## WHAT THE EXERCISE ASKS
Please write out the data below verbatim, from the start through the line containing "<point>725,157</point>", leaving out the pictures.

====

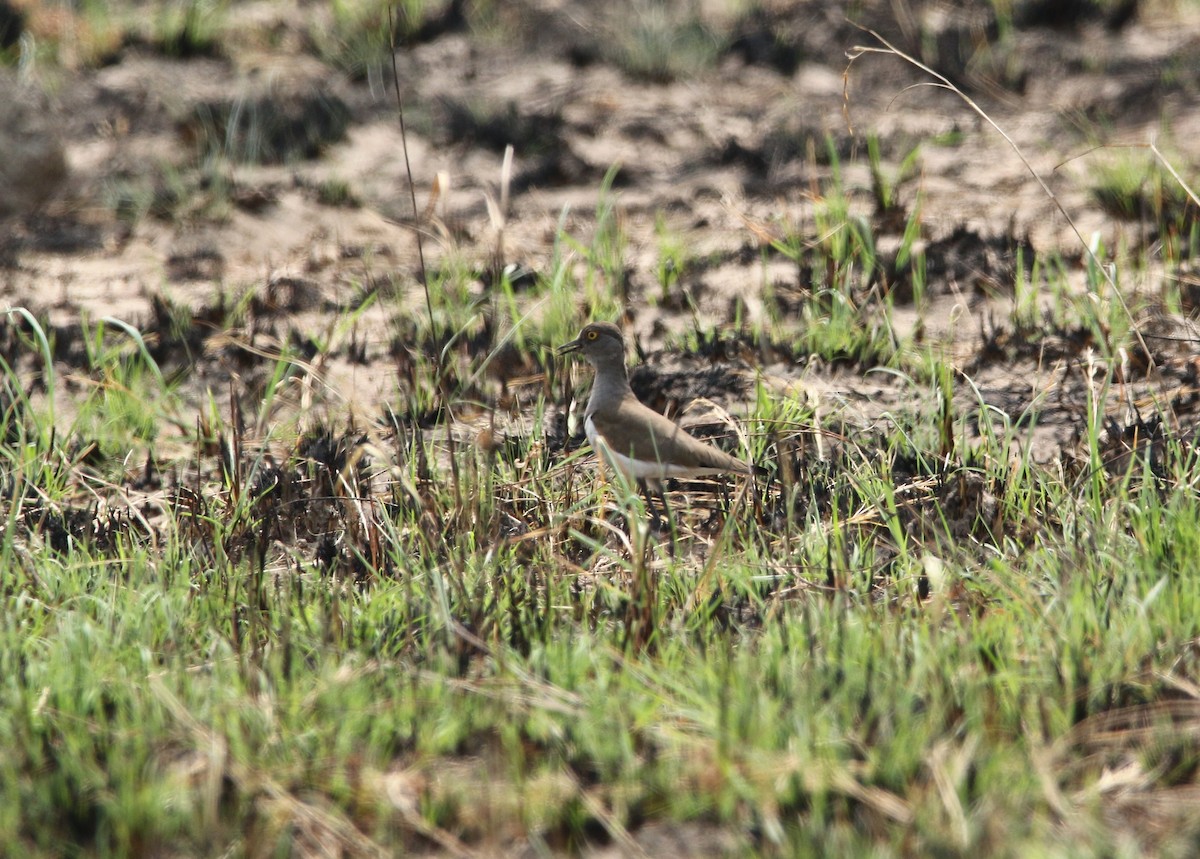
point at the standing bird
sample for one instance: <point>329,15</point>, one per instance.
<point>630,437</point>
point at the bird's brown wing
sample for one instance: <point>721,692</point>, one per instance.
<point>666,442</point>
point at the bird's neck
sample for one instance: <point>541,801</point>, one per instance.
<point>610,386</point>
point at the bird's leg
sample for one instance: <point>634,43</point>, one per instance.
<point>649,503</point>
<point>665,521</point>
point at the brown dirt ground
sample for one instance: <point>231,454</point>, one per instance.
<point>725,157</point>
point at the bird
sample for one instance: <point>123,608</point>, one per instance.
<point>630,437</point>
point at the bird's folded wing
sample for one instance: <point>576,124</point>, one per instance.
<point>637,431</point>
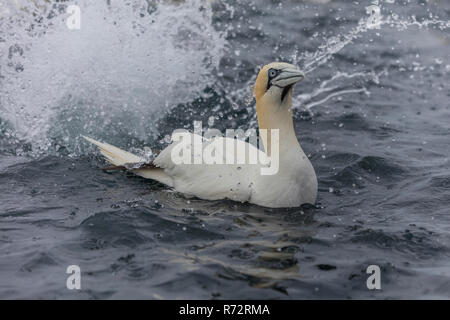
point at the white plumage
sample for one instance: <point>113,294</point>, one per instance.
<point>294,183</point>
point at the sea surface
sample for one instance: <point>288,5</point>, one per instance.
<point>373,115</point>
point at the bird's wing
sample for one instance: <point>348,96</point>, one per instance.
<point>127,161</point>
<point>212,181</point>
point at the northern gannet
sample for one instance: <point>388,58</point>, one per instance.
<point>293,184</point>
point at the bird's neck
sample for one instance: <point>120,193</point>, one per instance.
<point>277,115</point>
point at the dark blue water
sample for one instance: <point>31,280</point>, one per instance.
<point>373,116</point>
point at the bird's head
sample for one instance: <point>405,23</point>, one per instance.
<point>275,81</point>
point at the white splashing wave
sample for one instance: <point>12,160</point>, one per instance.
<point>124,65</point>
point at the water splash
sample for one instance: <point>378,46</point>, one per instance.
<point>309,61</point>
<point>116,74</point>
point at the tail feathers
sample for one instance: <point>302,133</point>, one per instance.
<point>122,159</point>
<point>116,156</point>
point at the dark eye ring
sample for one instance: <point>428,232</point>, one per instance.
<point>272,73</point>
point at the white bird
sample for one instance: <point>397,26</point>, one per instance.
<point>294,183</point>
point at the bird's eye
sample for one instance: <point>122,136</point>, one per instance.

====

## ANSWER FOR THE TASK
point at the standing bird
sample for one instance: <point>329,15</point>, one per instance.
<point>630,437</point>
point at the bird's brown wing
sample for one instance: <point>721,692</point>, one per instance.
<point>666,442</point>
point at the bird's neck
sample for one instance: <point>541,801</point>, one per instance.
<point>610,386</point>
point at the bird's leg
sample for one instance: <point>634,43</point>, one per instance.
<point>649,503</point>
<point>665,521</point>
point at the brown dirt ground
sample for one instance: <point>231,454</point>, one per instance.
<point>725,157</point>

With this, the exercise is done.